- _Task requirements_
Please reproduce only the lines starting with the line containing "Target: snow covered ground" and going on through the line containing "x=457, y=204", changing "glove" to "mitten" and keeping everything else the same.

- _Listed entries_
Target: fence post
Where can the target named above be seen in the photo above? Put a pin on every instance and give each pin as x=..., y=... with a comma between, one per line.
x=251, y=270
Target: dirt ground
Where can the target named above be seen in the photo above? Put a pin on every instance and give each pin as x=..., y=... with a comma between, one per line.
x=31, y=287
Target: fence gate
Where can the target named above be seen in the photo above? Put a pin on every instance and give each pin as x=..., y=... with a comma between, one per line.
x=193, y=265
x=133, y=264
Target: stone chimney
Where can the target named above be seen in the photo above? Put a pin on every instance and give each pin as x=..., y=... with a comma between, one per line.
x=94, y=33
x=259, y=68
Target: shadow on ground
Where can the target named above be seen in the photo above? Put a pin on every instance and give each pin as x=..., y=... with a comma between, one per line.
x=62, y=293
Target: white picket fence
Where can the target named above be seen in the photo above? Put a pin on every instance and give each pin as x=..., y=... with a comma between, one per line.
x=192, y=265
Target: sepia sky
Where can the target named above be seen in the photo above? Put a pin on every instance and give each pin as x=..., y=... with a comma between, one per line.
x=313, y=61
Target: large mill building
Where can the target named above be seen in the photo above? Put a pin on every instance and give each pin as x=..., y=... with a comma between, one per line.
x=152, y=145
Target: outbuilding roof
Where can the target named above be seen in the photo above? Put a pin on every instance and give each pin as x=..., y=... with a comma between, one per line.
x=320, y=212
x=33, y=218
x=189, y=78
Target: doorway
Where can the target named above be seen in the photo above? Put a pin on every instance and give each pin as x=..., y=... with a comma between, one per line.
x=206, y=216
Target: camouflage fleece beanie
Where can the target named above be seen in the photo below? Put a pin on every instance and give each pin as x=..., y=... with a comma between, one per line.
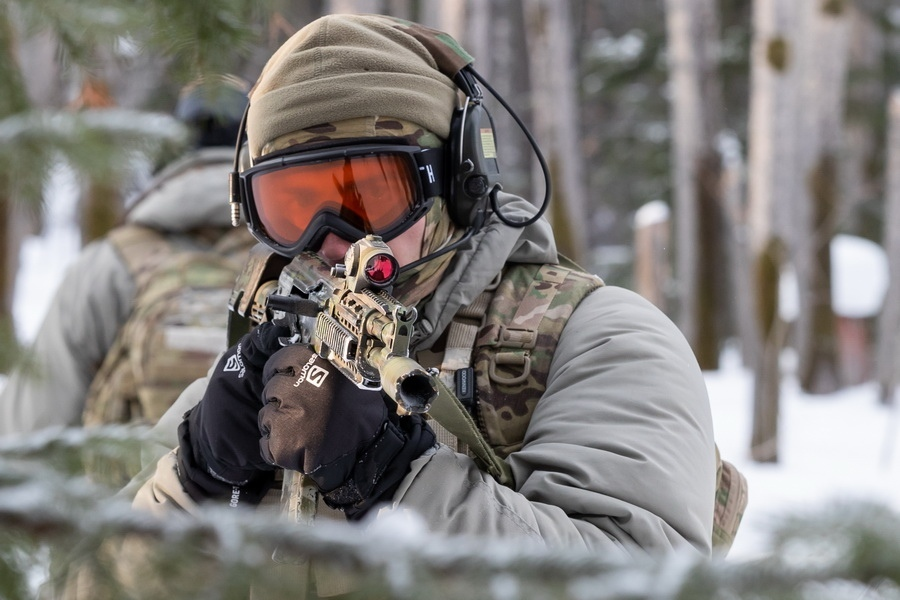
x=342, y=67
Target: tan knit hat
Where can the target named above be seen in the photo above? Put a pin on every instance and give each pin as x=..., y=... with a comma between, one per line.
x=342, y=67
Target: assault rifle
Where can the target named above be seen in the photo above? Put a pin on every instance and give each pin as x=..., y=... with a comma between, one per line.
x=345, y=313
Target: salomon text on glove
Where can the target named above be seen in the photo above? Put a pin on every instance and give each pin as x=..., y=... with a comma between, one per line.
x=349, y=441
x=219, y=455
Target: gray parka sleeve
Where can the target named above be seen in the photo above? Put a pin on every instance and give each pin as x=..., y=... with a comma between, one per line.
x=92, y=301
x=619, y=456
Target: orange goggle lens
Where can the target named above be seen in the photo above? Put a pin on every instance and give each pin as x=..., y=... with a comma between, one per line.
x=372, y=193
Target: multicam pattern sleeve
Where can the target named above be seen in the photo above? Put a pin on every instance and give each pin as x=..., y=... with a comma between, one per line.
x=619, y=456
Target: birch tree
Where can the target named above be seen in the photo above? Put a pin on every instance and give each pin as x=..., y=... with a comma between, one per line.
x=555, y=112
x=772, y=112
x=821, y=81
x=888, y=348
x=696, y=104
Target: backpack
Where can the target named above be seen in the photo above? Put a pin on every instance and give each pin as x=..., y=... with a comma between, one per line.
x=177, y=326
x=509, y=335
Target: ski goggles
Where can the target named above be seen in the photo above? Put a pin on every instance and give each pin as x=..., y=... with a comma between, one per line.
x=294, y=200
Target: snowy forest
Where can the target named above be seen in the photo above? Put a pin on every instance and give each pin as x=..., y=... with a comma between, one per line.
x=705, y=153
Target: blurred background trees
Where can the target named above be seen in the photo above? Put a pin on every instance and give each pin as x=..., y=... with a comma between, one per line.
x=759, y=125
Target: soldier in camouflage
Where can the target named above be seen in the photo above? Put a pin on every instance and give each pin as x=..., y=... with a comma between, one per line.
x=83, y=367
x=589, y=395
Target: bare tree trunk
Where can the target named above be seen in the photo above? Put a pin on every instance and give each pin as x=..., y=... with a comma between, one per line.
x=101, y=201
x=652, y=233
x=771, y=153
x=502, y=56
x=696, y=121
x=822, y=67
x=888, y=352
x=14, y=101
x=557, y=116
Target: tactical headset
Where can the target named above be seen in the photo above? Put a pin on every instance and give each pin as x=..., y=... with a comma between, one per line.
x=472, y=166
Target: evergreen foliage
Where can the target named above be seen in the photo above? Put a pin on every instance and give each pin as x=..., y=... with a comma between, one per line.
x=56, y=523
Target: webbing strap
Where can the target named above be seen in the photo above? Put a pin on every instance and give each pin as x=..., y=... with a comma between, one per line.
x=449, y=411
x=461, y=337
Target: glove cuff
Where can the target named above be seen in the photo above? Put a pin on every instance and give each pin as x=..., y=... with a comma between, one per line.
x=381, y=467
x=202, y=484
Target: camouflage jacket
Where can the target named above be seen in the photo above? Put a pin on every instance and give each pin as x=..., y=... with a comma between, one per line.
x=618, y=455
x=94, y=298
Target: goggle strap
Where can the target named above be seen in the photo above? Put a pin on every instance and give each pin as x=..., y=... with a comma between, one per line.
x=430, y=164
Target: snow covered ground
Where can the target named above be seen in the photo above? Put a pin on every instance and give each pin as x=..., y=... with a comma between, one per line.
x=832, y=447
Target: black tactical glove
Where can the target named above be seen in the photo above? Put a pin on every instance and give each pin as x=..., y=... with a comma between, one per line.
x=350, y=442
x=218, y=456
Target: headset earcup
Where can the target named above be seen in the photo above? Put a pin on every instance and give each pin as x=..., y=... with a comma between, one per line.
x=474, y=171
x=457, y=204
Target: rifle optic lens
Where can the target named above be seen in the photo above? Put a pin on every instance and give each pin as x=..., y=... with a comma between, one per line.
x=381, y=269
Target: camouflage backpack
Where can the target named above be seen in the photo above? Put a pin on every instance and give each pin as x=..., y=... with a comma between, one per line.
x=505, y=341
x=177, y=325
--
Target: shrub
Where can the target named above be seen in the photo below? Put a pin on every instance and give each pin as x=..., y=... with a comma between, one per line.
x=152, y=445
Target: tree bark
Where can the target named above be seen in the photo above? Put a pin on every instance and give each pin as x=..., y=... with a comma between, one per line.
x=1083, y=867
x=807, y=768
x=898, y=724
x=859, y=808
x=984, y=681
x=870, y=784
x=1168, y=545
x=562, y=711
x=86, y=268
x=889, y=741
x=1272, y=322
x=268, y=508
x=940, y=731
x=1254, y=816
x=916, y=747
...
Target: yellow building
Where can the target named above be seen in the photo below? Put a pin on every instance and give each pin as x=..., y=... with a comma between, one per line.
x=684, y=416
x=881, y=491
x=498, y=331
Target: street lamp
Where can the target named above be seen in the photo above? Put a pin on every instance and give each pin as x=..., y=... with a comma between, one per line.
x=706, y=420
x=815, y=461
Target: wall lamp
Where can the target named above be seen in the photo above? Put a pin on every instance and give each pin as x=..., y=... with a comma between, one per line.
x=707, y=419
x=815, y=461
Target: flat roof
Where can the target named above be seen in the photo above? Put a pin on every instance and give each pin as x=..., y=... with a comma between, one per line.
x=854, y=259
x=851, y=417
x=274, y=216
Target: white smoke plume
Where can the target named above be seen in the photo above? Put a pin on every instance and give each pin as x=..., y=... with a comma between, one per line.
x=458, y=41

- _Answer to the exercise_
Target: snow covered ground
Where can the target named above be seen in the photo above? Put a pin on every instance and give each pin as x=..., y=... with a comma between, one per line.
x=832, y=447
Target: black tactical mitten
Where can the target named above be seen in the photo above? Put a pin on every instance and give each pin as x=..., y=... with a comma between, one per line.
x=350, y=442
x=218, y=456
Target: headset earcup
Where can the target named above be seen in the photo above? Put a pin on every instance and give each pin as x=..., y=... with a comma between, one per line.
x=474, y=171
x=457, y=204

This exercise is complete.